SET TASK: Reproduce the material below line for line, without the pictures.

A data block
========

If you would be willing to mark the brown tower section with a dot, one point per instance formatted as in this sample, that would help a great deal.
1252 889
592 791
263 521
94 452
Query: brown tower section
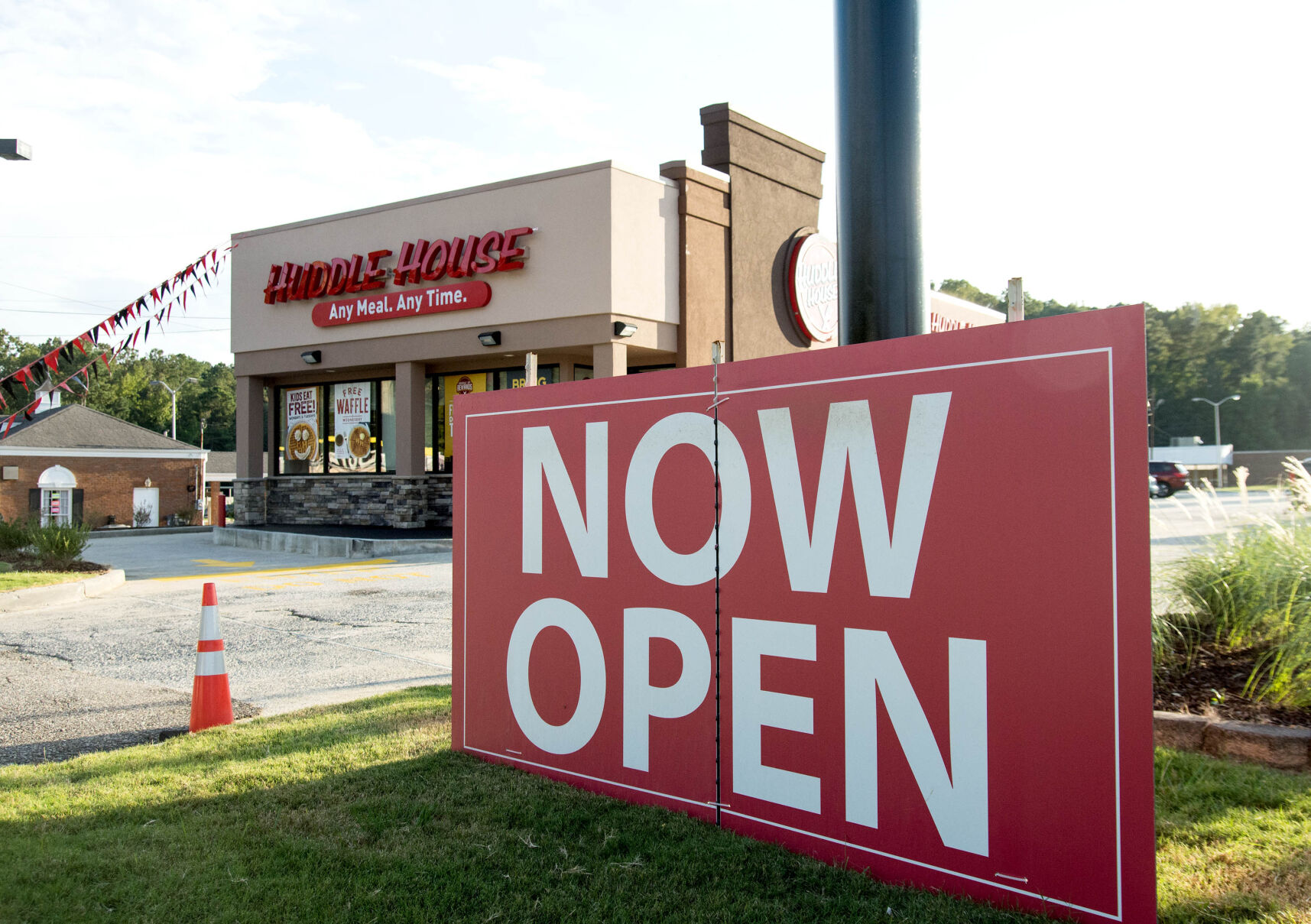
774 192
704 257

========

WORKED ANSWER:
If you would be willing to mark the brown tower section with a dot, one point per instance formatted as in this sample, that would help a great deal.
1252 889
592 791
263 521
94 452
Query: brown tower section
774 192
704 257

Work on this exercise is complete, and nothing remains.